(Directions):
a: Translate this sentence from the passage on weakness into Spanish: "Three times I pleaded with the Lord about this, that it should leave me."
b: According to the passage on weakness, how long has the writer struggled with weakness?
c: Please continue the passage on weakness, starting after its final sentence.

(Passage to read):
OPINION — “There is a certain way,” Milton says, “through weakness to the highest strength.” For four years I have struggled with my weakness, sometimes resenting it, always searching for the “strength” to endure it. When Milton says “the Apostle shows” the way, he is obviously referring to the Apostle Paul’s wisdom about handling weakness:
So to keep me from becoming conceited because of the surpassing greatness of the revelations, a thorn was given me in the flesh, a messenger of Satan to harass me, to keep me from becoming conceited. Three times I pleaded with the Lord about this, that it should leave me. But he said to me, “My grace is sufficient for you, for my power is made perfect in weakness.” Therefore I will boast all the more gladly of my weaknesses, so that the power of Christ may rest upon me. For the sake of Christ, then, I am content with weaknesses, insults, hardships, persecutions and calamities. For when I am weak, then I am strong — 2 Corinthians 12:7-10 (ESV).

(Record excerpts):

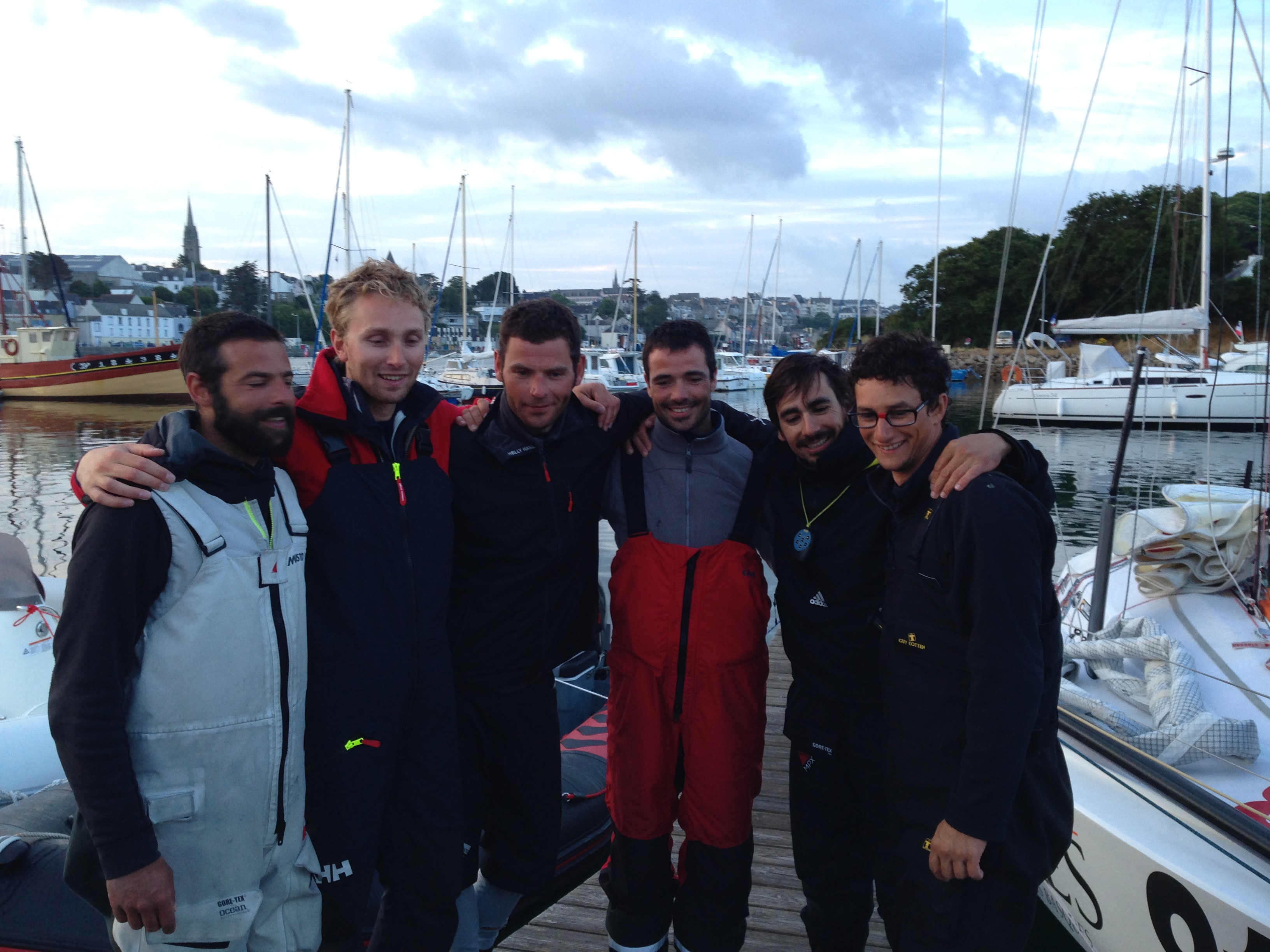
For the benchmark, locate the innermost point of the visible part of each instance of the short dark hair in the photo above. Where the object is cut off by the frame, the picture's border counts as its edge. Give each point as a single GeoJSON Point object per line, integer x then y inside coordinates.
{"type": "Point", "coordinates": [799, 374]}
{"type": "Point", "coordinates": [680, 336]}
{"type": "Point", "coordinates": [539, 322]}
{"type": "Point", "coordinates": [201, 347]}
{"type": "Point", "coordinates": [903, 357]}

(Answer section):
a: Tres veces le rogué al Señor por esto, que se apartara de mí.

b: Four years.

c:
Like Milton, I am inspired by Paul’s testimony to believe there is “a way” to let God’s strength work through my weakness so that, “though feeble, I shall be sublimely strong, sightless and yet endowed with piercing sight.” But believing it is one thing; practicing it daily is another. So I constantly pray that the Lord will bolster my faith, enabling me to practice this principle even when my weakness is overwhelming. I do long for “the power of Christ to rest upon me.”
I love the hope God gives us that there will be a glorious day of “completion.” Paul told the Philippians he was confident “that he who began a good work in you will carry it on to completion” Philippians 1:6 (NIV). There is a profound sense of incompletion in our lives. Dreams unfulfilled. Gifted lives cut short by accidents and violence. Christians beheaded by evil men. Grief caused by blindness, affliction, violence, disease and death.
But John assures us that in the new heaven and the new earth God will be with us and He will be our God — “He will wipe away every tear from their eyes.
There will be no more death or mourning or crying or pain, for the old order of things has passed away” Revelation 21:4 (NIV). So our Lord invites us to cry with Milton, “Through this infirmity I can be completed, perfected: in this darkness I can be filled with light.”
Today I pause to thank God for John Milton, whose testimony 350 years ago still inspires me to agree that “It matters not how weak I may be, so long as in my weakness that immortal and superior strength [of Christ] works more powerfully” in me. Glory!